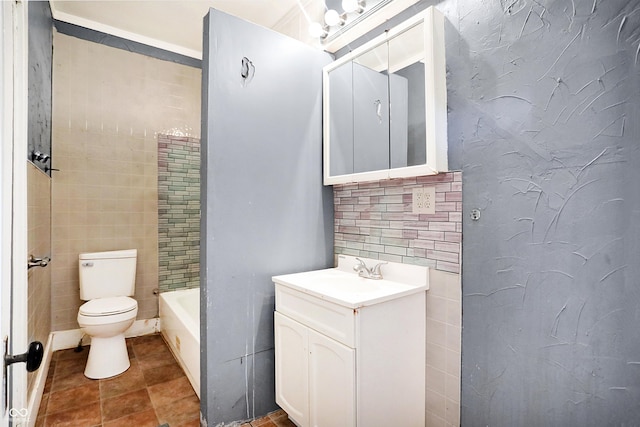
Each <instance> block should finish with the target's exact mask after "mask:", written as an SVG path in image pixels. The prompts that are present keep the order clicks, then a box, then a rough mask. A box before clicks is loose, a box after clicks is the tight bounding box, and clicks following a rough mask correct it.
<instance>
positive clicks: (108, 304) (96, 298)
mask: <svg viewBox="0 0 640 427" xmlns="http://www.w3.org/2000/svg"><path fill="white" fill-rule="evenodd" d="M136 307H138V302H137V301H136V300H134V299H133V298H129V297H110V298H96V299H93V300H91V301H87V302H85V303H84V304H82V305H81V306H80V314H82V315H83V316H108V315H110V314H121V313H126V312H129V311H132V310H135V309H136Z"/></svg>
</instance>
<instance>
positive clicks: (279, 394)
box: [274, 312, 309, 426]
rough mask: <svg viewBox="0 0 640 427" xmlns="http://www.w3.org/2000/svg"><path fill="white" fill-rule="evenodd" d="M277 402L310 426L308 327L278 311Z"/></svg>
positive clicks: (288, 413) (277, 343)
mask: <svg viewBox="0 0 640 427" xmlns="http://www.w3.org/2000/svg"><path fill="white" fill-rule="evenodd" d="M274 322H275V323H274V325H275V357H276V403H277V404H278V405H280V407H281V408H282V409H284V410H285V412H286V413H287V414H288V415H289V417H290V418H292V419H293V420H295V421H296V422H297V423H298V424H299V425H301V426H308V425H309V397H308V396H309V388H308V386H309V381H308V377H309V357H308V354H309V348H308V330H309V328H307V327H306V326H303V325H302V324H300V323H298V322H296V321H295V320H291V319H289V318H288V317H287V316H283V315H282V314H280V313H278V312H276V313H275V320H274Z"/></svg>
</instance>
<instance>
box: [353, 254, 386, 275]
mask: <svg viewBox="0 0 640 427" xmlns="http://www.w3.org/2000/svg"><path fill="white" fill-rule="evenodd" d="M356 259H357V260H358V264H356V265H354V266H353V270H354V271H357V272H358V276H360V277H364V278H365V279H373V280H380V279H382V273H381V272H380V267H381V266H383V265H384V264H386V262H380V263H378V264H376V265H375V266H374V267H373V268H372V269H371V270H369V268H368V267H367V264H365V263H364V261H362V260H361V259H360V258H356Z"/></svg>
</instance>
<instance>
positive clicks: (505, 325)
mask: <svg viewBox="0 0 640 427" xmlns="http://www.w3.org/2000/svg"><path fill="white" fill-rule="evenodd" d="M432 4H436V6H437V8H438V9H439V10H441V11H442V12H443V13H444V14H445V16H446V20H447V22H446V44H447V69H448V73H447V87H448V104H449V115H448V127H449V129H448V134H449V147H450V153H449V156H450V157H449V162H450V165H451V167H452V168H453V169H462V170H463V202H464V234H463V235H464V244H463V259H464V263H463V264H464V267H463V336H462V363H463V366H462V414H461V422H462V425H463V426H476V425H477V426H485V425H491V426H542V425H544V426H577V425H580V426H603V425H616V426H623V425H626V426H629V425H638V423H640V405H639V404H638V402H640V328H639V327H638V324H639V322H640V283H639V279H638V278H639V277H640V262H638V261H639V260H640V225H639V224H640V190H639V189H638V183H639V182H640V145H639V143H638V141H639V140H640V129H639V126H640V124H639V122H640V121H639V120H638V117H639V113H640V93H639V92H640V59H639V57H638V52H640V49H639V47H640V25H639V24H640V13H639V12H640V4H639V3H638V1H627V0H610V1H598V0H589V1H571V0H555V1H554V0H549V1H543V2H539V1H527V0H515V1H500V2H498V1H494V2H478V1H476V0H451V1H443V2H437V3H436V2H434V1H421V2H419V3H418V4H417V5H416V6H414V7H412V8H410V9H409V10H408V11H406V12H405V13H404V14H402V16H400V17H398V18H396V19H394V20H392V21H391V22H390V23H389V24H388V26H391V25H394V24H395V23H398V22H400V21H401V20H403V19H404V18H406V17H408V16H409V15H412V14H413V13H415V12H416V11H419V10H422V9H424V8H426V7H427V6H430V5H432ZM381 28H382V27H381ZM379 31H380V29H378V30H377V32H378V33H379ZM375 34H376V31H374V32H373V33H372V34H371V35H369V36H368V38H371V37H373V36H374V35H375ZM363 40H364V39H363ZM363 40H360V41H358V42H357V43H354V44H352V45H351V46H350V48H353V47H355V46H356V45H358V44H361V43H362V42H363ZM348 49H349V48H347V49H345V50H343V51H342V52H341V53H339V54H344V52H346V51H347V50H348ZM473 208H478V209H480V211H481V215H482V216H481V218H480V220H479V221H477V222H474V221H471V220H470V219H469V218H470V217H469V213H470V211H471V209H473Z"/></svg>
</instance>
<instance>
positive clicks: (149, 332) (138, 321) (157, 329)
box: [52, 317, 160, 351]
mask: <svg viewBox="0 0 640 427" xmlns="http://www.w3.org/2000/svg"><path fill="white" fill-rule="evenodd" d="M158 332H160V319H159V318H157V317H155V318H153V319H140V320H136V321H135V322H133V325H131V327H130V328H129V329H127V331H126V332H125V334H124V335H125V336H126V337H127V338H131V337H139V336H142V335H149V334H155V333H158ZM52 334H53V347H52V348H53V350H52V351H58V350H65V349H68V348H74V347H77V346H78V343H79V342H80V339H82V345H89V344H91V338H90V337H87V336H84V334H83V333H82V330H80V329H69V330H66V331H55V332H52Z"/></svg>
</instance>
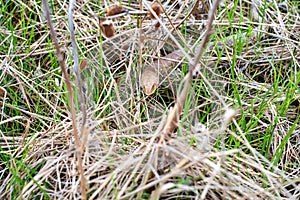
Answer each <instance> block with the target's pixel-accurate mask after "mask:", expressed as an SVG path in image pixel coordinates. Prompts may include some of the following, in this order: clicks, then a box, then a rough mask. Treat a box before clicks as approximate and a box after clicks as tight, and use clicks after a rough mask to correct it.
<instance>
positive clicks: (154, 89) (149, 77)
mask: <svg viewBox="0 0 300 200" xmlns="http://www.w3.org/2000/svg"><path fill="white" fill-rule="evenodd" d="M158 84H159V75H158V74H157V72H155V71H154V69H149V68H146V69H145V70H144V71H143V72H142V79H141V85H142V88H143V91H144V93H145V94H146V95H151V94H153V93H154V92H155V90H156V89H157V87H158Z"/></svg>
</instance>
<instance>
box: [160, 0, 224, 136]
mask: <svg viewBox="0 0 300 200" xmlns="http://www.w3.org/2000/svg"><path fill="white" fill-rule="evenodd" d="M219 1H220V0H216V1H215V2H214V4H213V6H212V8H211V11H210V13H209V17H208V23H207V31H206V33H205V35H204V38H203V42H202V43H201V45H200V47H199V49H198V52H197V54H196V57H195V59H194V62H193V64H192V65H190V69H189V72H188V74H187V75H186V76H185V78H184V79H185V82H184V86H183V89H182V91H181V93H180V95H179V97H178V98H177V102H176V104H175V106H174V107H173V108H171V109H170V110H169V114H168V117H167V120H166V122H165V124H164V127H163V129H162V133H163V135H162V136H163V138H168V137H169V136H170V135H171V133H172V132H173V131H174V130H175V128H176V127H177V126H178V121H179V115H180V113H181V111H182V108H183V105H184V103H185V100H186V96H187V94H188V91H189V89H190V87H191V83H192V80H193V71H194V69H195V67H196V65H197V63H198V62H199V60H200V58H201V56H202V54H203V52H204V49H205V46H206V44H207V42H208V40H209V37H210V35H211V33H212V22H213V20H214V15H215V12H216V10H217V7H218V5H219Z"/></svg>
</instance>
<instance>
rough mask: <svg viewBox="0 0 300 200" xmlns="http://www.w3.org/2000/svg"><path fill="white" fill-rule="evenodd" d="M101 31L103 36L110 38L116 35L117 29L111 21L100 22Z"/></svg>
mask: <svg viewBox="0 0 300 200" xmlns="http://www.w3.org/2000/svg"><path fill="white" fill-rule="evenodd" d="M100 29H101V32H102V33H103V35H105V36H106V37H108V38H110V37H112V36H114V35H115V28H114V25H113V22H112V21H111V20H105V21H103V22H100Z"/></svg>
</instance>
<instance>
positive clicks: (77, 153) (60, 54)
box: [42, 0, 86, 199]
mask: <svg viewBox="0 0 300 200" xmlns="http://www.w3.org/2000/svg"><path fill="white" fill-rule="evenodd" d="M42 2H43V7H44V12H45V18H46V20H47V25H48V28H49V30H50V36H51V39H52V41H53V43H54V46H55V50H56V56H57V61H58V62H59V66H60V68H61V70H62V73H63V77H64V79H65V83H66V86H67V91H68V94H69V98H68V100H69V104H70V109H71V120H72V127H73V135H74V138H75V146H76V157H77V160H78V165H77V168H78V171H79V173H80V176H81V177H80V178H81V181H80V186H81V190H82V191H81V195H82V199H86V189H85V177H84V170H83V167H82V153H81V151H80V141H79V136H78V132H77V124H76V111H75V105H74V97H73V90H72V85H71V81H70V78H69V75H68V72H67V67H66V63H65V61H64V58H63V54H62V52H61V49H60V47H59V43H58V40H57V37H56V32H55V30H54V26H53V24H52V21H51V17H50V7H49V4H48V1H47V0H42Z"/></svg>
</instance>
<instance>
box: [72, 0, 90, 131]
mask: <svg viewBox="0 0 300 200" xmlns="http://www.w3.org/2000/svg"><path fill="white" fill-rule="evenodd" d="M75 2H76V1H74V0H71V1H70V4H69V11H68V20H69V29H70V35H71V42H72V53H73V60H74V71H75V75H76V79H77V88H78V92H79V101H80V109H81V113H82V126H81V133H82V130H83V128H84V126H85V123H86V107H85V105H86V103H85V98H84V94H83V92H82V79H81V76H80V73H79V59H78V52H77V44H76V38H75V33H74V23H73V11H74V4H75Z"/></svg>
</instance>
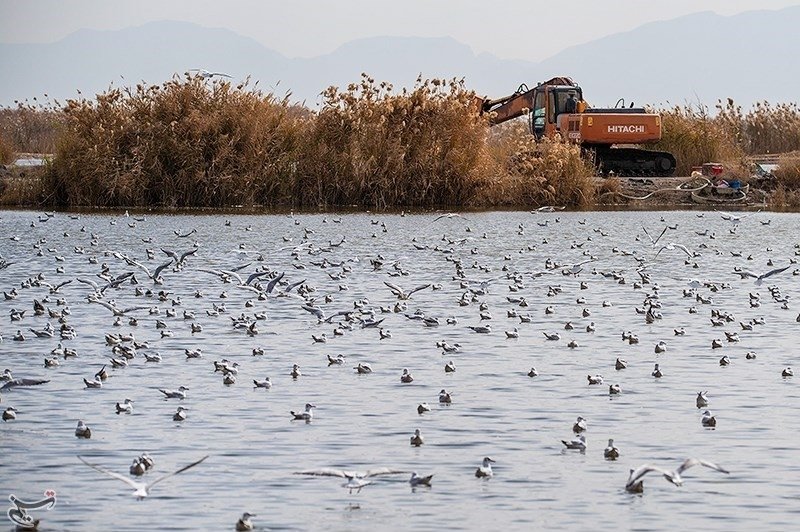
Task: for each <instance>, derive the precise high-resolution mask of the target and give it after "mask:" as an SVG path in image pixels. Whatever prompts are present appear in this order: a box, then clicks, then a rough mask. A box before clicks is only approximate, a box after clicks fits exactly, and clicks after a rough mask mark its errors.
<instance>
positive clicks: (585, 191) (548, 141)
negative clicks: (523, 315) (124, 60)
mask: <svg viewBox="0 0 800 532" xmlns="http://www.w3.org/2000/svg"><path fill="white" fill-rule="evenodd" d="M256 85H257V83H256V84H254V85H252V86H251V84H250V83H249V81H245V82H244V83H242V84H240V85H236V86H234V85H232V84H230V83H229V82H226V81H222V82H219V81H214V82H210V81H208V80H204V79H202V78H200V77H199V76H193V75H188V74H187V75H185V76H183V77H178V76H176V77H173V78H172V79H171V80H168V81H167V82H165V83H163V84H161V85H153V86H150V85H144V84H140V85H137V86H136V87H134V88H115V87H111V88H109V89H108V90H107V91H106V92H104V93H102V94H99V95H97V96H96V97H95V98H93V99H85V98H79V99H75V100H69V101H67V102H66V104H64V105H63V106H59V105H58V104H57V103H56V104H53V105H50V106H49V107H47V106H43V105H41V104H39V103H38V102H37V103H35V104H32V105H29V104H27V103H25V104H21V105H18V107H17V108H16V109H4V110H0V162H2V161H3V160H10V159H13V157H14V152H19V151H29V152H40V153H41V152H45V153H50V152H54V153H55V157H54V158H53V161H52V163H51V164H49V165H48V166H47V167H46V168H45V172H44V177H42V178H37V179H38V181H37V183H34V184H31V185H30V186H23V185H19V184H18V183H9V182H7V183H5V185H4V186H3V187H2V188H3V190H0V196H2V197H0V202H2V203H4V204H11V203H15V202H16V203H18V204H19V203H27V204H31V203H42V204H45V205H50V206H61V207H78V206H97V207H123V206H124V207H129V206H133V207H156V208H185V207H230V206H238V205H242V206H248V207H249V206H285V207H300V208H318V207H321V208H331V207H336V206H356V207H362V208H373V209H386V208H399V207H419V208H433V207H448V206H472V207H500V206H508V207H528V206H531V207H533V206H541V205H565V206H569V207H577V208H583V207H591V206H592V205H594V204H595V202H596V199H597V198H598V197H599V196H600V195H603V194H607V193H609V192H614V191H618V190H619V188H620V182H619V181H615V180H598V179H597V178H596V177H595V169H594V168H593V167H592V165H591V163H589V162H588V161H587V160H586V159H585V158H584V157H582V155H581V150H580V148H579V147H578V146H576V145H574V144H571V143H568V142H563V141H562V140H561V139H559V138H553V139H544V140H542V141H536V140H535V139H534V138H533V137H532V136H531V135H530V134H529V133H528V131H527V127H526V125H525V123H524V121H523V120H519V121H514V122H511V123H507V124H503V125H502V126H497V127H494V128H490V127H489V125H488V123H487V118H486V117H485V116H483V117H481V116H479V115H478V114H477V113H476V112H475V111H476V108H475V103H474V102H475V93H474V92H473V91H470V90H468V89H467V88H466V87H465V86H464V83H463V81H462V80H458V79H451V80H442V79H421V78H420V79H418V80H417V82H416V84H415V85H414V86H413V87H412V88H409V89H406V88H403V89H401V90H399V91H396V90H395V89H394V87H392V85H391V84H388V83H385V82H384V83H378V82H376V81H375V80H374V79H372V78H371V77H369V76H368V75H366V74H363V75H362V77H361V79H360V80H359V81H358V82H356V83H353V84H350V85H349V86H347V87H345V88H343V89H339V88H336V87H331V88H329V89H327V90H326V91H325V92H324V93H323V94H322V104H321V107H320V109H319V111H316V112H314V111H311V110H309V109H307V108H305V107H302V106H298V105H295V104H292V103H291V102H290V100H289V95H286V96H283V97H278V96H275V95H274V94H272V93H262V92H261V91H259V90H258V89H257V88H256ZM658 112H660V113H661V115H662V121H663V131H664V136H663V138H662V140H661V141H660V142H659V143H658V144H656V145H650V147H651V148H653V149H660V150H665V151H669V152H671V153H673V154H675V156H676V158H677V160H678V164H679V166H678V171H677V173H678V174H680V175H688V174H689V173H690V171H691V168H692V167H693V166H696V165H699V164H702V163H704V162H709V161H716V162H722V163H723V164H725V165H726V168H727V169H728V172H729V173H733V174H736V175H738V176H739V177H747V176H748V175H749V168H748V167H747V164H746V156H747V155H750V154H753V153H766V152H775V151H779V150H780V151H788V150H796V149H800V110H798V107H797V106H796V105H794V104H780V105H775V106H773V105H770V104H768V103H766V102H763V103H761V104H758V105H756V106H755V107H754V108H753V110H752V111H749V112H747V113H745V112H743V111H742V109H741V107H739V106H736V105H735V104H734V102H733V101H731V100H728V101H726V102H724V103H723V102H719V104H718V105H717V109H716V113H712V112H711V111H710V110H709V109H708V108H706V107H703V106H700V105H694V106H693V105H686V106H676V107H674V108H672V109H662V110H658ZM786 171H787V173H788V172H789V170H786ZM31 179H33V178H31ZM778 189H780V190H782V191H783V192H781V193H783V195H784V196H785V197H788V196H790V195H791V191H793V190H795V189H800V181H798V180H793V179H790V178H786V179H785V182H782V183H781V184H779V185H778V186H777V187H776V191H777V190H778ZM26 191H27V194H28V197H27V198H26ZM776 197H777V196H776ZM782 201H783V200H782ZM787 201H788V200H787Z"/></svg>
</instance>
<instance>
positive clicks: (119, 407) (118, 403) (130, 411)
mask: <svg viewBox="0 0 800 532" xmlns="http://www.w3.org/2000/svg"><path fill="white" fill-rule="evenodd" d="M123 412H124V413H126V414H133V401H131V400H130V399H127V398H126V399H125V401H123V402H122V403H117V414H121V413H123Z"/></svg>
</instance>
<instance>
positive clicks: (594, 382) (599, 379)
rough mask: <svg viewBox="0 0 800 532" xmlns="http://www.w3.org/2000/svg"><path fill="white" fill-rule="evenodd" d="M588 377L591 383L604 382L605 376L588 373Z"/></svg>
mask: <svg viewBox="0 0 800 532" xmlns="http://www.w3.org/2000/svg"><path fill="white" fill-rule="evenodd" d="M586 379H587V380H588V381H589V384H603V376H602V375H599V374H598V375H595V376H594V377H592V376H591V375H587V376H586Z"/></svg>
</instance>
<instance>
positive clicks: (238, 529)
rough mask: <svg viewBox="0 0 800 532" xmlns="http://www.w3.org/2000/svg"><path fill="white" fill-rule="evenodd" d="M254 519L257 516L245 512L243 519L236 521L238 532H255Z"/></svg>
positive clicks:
....
* **PROBLEM TO SOLVE**: Return a copy of each line in the records above that has "image" in it.

* **RESPONSE TO THIS EXERCISE**:
Each <instance> block should finish with the target's exact mask after "mask:", written as an SVG path in image pixels. The prompts that are present keep the order clicks, then a box, then a rough mask. A box before clicks is loose, a box after clicks is the tight bounding box, and clicks following a rough mask correct it.
Answer each <instance> block with the target's pixel-accurate mask after "mask:", expressed as an SVG path in image pixel coordinates. Prompts may include some of the following, in this order: clicks, then a box, then a rough mask. Treat a box before clicks as approximate and a box after clicks as tight, and use clicks after a rough mask to correct it.
Task: for each <instance>, derive the precise high-resolution mask of the target and give it after "mask:" as an SVG path in image pixels. Whatever prompts are present appear in this order: a box, then clicks, then a rough mask. A box before clicks is only approximate, a box after clicks fits exactly, and clicks after a rough mask mark its errors.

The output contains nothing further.